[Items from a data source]
- - - - - - -

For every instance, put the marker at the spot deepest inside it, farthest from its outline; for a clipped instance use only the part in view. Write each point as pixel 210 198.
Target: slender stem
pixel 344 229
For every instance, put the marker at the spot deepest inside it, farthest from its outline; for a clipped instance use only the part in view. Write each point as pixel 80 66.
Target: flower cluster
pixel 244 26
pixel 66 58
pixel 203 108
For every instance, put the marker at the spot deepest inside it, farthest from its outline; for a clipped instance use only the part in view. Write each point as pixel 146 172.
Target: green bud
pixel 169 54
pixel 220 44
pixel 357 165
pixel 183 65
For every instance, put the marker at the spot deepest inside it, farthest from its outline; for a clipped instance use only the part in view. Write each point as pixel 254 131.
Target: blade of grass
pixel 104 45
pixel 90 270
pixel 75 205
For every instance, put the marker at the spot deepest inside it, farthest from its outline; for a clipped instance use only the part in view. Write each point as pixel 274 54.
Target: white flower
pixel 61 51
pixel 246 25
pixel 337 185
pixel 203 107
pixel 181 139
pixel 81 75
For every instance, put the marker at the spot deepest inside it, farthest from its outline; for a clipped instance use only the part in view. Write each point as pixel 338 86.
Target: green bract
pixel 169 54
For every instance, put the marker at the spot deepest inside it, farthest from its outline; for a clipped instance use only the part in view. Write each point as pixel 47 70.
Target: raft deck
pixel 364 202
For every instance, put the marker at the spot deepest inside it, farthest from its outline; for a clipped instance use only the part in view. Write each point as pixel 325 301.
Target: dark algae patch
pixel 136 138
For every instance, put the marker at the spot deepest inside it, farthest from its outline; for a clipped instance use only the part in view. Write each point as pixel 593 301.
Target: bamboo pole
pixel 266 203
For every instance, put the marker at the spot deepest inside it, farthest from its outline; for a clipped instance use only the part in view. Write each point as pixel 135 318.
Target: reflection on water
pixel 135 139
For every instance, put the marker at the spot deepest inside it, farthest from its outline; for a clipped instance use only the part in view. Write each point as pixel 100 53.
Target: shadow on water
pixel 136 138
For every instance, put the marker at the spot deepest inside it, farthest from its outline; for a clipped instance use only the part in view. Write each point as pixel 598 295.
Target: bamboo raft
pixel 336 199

- - - - - - -

*The problem*
Please reproduce the entire listing, exactly as shown.

*The output*
For every instance, put the marker at the spot deepest inside it, farthest from its outline; for a clipped instance use only the part in view. Write each point as pixel 210 198.
Target: slender stem
pixel 344 229
For every instance, put the marker at the spot deepest inside it, farthest from its outline; for a clipped instance use only the part in view. Write each point as pixel 80 66.
Target: flower cluster
pixel 244 26
pixel 66 58
pixel 203 108
For every instance, put the marker at the spot deepest inside it, farthest from its outline; for a clipped instance use only the part in view. Write each point as pixel 146 172.
Target: green bud
pixel 169 54
pixel 220 44
pixel 357 165
pixel 183 65
For every instance, put the marker at the spot deepest inside it, farthest from its outline; for a clipped instance use only the part in view. Write each point as pixel 254 131.
Target: blade of grass
pixel 104 45
pixel 90 270
pixel 75 205
For every instance, put the marker at the spot deepest inside it, farthest from its outline; for a clipped instance use only the part in view. Write each point as pixel 274 54.
Target: white flower
pixel 61 51
pixel 246 25
pixel 337 185
pixel 203 107
pixel 181 139
pixel 81 75
For every instance, put the marker at the spot deepest inside it, farthest from its outline; for a clipped instance use only the part in view. Write each point as pixel 338 86.
Target: green bract
pixel 169 54
For every instance, put the marker at the spot deepest inside it, farthest from its outline; for a clipped instance use only the part in view. Write each point as pixel 47 70.
Target: raft deck
pixel 364 202
For every instance, put the marker at the spot deepest inside it, farthest from its outline; for a clipped instance use only the part in view. Write each point as pixel 325 301.
Target: dark algae patch
pixel 136 138
For every instance, put the marker at the spot deepest inside it, farthest from its outline; for a clipped instance use only the part in view. Write each point as pixel 593 301.
Target: bamboo pole
pixel 266 203
For every instance, put the marker at the spot deepest inside it, farthest from its outline; for a clipped instance use only the part in view. Write each point as pixel 135 318.
Target: reflection on water
pixel 135 139
For every instance, put the marker at the spot deepest inside it, farthest from its outline; for a clipped instance use only the part in view. Write each point as pixel 100 53.
Target: shadow on water
pixel 136 138
For every instance, put the marker at the spot deepest inside it, farthest from its outline; for a clipped instance use only the part in view. Write each point as pixel 598 295.
Target: bamboo raft
pixel 336 199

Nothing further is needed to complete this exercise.